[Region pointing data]

--------------------

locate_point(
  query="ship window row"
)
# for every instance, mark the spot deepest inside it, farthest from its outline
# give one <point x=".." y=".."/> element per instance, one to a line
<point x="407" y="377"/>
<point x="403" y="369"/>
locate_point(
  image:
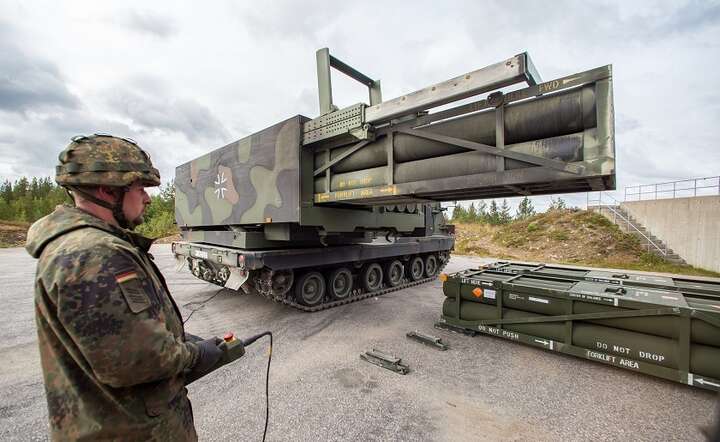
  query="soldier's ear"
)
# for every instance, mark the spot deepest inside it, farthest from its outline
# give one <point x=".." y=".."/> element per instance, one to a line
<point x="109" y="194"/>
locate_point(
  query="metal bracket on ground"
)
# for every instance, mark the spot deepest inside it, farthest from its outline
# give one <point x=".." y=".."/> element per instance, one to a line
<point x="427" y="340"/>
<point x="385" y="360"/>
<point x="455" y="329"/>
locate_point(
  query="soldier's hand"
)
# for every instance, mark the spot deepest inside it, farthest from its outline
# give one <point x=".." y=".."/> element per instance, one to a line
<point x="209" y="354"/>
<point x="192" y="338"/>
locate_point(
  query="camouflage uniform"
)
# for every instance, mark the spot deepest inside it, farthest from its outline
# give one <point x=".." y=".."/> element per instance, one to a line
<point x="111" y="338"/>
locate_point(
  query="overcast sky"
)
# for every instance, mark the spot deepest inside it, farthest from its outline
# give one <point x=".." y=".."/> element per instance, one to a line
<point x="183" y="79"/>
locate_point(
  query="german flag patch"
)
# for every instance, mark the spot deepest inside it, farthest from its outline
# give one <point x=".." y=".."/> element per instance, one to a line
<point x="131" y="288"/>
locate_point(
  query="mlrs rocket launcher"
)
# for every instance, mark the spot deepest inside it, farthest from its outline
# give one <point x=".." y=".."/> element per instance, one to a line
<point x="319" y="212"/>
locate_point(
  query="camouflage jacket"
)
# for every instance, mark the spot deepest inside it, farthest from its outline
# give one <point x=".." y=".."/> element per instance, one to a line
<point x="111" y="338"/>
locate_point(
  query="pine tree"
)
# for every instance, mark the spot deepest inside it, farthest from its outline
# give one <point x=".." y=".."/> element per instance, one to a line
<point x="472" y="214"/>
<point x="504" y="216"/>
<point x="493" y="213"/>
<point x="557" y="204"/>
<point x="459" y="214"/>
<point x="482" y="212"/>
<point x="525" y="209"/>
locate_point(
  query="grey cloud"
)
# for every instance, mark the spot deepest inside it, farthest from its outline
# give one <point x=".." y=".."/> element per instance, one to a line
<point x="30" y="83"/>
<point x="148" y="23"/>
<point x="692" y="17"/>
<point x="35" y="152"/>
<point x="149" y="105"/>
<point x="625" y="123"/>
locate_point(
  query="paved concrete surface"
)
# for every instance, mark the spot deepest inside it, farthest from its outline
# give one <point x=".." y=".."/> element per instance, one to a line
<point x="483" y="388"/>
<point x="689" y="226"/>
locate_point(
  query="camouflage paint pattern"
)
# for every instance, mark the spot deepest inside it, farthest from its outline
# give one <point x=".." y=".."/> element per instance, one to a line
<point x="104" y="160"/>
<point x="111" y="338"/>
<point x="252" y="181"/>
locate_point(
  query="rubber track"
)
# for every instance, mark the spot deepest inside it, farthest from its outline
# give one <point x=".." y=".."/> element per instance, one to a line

--------------------

**Your assignment:**
Read through the data and copy every line where "camouflage" shows up.

**Your response:**
  query="camouflage uniform"
  query="camouflage jacket"
  query="camouflage paint pattern"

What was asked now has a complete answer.